Problem details:
Each entry below is to be transcribed exactly.

The records:
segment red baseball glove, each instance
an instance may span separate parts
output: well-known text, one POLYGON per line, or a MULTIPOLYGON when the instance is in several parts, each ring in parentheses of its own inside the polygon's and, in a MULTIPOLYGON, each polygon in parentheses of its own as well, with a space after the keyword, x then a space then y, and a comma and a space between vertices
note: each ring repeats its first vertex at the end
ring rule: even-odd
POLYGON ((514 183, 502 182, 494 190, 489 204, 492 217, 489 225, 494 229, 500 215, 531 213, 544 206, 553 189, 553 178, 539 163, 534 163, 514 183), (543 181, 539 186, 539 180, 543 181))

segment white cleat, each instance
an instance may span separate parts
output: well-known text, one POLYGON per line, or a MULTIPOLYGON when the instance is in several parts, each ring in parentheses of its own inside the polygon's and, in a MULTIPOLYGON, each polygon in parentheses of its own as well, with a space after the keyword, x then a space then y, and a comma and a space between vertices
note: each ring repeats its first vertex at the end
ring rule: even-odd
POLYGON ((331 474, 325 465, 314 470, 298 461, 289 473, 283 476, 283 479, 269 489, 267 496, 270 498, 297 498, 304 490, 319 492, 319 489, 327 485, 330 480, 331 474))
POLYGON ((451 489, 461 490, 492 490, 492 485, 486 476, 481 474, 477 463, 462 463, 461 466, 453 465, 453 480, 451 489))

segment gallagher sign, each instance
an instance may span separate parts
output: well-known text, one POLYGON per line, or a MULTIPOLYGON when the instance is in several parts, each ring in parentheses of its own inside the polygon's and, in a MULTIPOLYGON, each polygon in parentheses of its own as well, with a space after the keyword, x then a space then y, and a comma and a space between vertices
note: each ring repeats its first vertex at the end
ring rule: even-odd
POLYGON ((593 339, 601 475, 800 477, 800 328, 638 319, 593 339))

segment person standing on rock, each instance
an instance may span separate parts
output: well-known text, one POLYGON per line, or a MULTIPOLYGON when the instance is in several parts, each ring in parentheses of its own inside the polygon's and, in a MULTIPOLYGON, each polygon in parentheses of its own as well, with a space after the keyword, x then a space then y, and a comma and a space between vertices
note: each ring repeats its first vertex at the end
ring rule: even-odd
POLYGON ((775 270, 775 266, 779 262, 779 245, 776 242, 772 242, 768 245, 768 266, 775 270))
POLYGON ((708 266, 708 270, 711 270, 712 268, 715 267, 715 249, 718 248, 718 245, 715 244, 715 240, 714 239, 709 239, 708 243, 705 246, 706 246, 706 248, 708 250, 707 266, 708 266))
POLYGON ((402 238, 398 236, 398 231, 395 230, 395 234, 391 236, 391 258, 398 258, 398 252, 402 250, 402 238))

The answer:
segment red baseball glove, each instance
an instance may span separate parts
output: well-known text, one POLYGON per line, or a MULTIPOLYGON when the instance is in several parts, each ring in parentheses of its own inside the polygon's and, in a MULTIPOLYGON, each polygon in parentheses of its own as well, with a space after the keyword, x then a space then y, and a comma and a space between vertices
note: each ring repeats its first vertex at the end
ring rule: even-odd
POLYGON ((514 183, 502 182, 494 190, 489 204, 492 217, 489 225, 494 229, 500 215, 531 213, 544 206, 553 189, 553 178, 539 163, 534 163, 514 183), (543 181, 539 186, 539 180, 543 181))

segment white cleat, each instance
an instance may span separate parts
output: well-known text, one POLYGON per line, or a MULTIPOLYGON when the instance is in several parts, each ring in parentheses of its own inside the polygon's and, in a MULTIPOLYGON, each polygon in parentheses of its own as well, with a space after the keyword, x then a space then y, and a comma and a space between vertices
note: each ring repeats its first vertex at the end
ring rule: even-odd
POLYGON ((331 474, 325 465, 314 470, 298 461, 289 473, 283 476, 283 479, 269 489, 267 496, 270 498, 297 498, 304 490, 319 492, 319 489, 327 485, 330 480, 331 474))
POLYGON ((451 489, 461 490, 492 490, 492 485, 486 476, 481 474, 477 463, 462 463, 461 466, 453 465, 453 480, 451 489))

segment gallagher sign, each instance
an instance may span separate parts
output: well-known text, one POLYGON per line, or a MULTIPOLYGON when the instance is in several parts, each ring in parentheses of its own inside the polygon's and, in a MULTIPOLYGON, each polygon in parentheses of its own as well, with a space after the keyword, x then a space then y, and a comma and a space between vertices
note: each ring repeats its first vertex at the end
ring rule: even-odd
POLYGON ((593 339, 601 475, 800 477, 800 328, 638 319, 593 339))

segment person standing on rock, each instance
an instance may span separate parts
output: well-known text, one POLYGON per line, or a MULTIPOLYGON when the instance is in several parts, each ring in parentheses of its own inside the polygon's and, in a MULTIPOLYGON, each polygon in parentheses of its own as well, with a space after the keyword, x then a space then y, and a comma and a space between vertices
note: each ring repeats its first vertex at the end
ring rule: even-odd
POLYGON ((775 270, 775 266, 779 262, 779 245, 776 242, 772 242, 768 245, 768 266, 775 270))
POLYGON ((708 266, 708 270, 711 270, 712 268, 715 267, 715 249, 718 248, 718 245, 715 244, 715 240, 714 239, 709 239, 708 243, 705 246, 706 246, 706 248, 708 250, 707 266, 708 266))
POLYGON ((402 238, 398 236, 398 231, 395 230, 395 234, 391 236, 391 258, 398 258, 398 252, 402 250, 402 238))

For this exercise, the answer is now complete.